● ENTRIES SHOWN:
================

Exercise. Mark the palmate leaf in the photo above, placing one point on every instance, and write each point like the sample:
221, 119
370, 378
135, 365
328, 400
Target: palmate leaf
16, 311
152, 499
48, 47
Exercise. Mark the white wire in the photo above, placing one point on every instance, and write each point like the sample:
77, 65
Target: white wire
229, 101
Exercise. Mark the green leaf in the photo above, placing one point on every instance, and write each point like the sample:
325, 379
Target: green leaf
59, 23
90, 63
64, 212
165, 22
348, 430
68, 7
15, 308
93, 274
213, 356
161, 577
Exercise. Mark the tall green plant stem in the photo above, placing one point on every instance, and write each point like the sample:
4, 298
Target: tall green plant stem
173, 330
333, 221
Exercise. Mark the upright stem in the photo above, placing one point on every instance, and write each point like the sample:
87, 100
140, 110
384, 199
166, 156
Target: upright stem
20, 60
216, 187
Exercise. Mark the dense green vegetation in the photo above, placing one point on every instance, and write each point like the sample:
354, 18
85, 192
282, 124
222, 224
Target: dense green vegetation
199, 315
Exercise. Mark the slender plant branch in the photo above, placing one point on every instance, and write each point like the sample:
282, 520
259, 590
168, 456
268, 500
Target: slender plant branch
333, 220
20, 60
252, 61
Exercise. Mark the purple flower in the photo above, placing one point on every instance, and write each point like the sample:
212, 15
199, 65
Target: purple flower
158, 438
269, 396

================

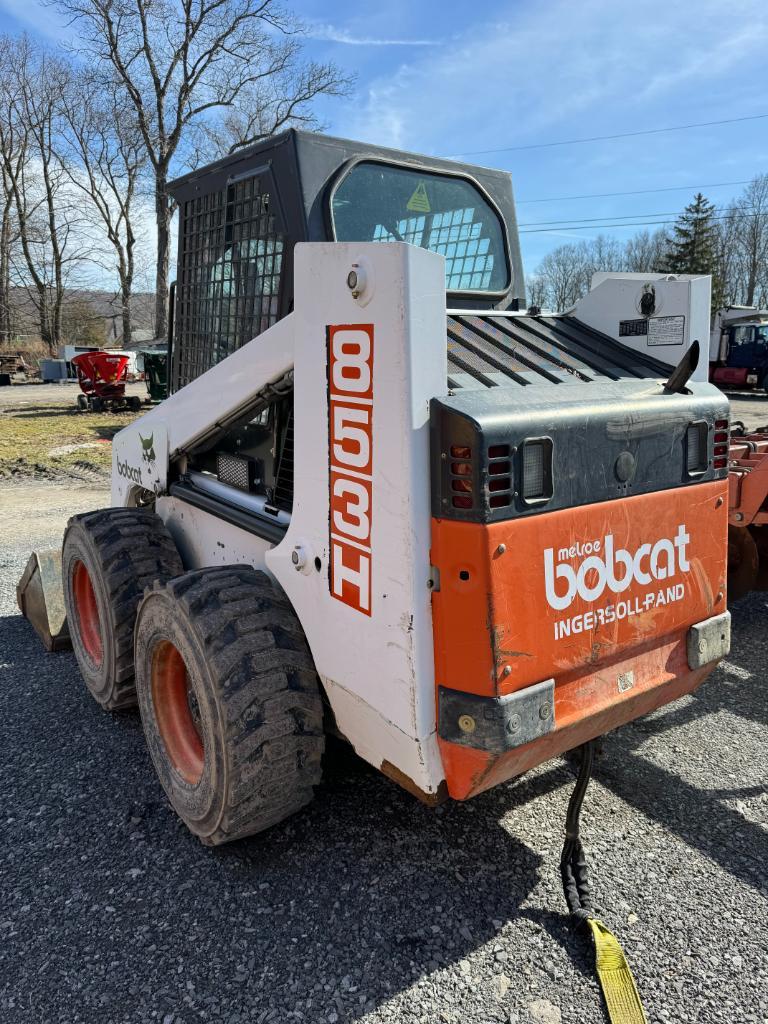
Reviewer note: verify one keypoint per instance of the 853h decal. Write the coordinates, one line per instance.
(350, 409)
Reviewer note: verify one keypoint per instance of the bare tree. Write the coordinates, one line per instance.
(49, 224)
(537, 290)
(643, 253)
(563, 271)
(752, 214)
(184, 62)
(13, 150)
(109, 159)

================

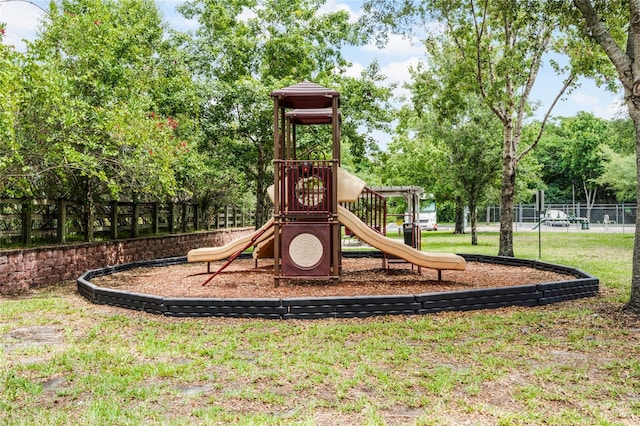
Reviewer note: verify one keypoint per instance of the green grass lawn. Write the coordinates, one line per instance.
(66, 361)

================

Would you filter the records and copy each line that contains the word "every"?

Exercise. Mark the palmate leaf in the photo above, placing one point on every instance, and write each point like the sample:
Exercise. Mark the white wire in the photo above, placing one point on every instance, and write each point like the sample:
Exercise. Mark the green leaf in the photo above, placing one point on every instance, and write each point like the sample:
Exercise. Mark the tall green plant stem in the photo above, placing one point on every instance, and write each point like the sample:
Exercise. Mark the upright stem in the photo above, placing one point on every instance, and write each point like the sample:
Exercise. Mark the dense green vegetation in the photo above, placing one point on every instance, and write each point like the sample:
Exercise. Mark the slender plant branch in the photo above, placing one point on every instance, and write each point like the sample:
Exercise. Mark the purple flower in the photo above, placing one point on every instance, and write each point like the sample:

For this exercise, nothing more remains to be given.